» What this task involves:
Resume the article on what to expect for healthcare and the ACA in 2017, picking up right after its final sentence.

» Source document:
++++++++++
Healthcare, Obamacare, and the ACA: What to Expect Under 2017 Administration

\"Healthcare,There are a lot of questions arising about the future of healthcare in the United States. Read more below for insight as to what to expect in the coming years.

For patients age 26 or younger, it is highly likely that insurance coverage will not change due to the fact this age-bracket is still protected by law to be covered by the insurance policy of a parent or guardian, if the patient chooses. If you have a pre–existing condition, no insurance policy can deny you based on that fact alone. Denials based on your previous medical history will not legally take place. What might change is the structure of these exchanges in the Affordable Care Act. If parts of the ACA are repealed, there will be a smooth transition to new policies, without a gap in coverage. In the case of a patient with coverage from a commercial insurance company that will be transitioning to Congress–proposed coverage, the patient could see a shift to a Medicaid–type system where a single payer—not run by a private company but rather by the State Government—is supplemented by tax credits and with grants from the Federal Government. In cases where the patient doesn’t meet specific income thresholds, the tax credits and grants will be much more generous.

Mandates require what can be covered with credits and grants, and this can vary from state to state. The Federal Government may even have a say in what coverage requirements are needed in relation to physicals, colonoscopies, preventative care, diabetes care, flu shot, eye exam, and mental health treatments. It is imperative to review the fine lines of one’s insurance coverage options and compare plans. Do not assume that the cheaper plan is the best simply based on what your monthly payment will be, as you are going to get what you pay for. In relation to deductibles, patients must be prepared to pay them up front in cash or with a credit card in the case of a medical catastrophe, emergency medical visit, or accident.

The Medicare system will likely be shifting from public Medicare paid for by the government to a plan called a Medicare Advantage Plan, where the government pays a certain fee per enrollee to the health plan company, who then has the option to do what they want in terms of using that money to pay for the care contracted to physicians, hospitals, and pharmacies. The benefits or risks—depending on who you ask—of these types of plans include the potential to save money because the care is more managed and restricted. In other words, you might need a referral for a test or a drug, or to see a specialist, which could require a higher copay. However, the intent of it is to save the system unnecessary coverage by trying to restrict unneeded tests and further overuse. The downside of the changes includes the potential for limited or restricted access to specialists, non–generic medication, or tests for the consumer due to authorization policies of their insurance company.
++++++++++
Recorded data
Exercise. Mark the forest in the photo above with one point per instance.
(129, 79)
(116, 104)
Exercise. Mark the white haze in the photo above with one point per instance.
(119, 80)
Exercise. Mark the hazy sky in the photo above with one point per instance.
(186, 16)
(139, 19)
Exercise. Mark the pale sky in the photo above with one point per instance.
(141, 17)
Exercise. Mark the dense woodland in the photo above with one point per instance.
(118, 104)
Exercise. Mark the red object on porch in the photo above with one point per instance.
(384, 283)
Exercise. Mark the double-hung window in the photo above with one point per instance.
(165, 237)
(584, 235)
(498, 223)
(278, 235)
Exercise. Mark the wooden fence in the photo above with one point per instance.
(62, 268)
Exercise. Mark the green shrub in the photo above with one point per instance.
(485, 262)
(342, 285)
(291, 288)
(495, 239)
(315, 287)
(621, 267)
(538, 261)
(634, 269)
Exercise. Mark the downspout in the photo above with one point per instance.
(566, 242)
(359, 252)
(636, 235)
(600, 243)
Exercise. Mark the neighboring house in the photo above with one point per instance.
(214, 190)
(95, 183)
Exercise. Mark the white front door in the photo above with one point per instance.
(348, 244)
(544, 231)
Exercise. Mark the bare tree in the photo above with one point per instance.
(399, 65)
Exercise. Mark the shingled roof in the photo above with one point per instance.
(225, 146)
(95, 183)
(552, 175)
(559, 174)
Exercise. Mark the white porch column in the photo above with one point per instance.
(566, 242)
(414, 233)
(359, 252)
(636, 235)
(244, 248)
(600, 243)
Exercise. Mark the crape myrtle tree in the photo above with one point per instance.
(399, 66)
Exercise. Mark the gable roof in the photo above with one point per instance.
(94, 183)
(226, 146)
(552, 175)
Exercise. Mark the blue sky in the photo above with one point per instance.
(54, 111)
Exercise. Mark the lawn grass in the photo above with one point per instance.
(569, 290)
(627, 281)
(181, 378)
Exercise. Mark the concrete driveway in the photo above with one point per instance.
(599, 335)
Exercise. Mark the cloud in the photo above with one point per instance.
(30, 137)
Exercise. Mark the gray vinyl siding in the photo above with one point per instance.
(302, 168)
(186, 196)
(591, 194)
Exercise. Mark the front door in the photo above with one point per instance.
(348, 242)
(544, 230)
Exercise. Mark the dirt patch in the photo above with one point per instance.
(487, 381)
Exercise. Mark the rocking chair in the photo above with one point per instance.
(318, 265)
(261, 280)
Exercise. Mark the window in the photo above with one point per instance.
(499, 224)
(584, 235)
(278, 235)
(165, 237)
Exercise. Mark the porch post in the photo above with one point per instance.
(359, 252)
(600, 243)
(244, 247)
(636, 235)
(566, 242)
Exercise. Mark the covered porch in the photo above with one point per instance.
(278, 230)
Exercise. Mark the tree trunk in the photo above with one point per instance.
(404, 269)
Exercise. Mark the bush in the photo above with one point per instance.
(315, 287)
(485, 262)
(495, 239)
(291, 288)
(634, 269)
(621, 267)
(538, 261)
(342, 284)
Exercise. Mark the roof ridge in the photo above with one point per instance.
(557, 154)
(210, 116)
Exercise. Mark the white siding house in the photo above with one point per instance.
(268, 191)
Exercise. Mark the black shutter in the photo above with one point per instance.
++++++++++
» Response:
The prevalence of smaller practices will continue to decline due to the increased cost of keeping up with the mandates for implementation of electronic records systems, standards for modern hardware and software, and use of consulting industries. These standards make it harder for small groups to stay abreast while still delivering quality medical care, but smaller practices will not go away completely. This will result in benefits for hospital systems, as they will own 66-75% of doctor practices, allowing for internal referrals to their own groups to generate increased revenue.

Regardless of whether there are health policy changes or executive orders for such, the cost of healthcare is going to continue to rise, especially given our aging population and ever-changing medical technologies. However, the cost of medication should lower due to pressure from the population placed on Congress. The number of medications people take, as well as tests, procedures, and surgeries given, will continue to burden the patients with increased costs that are out of proportion to their income, regardless of who is in the White House or Congress unless the government radically changes the system as a whole.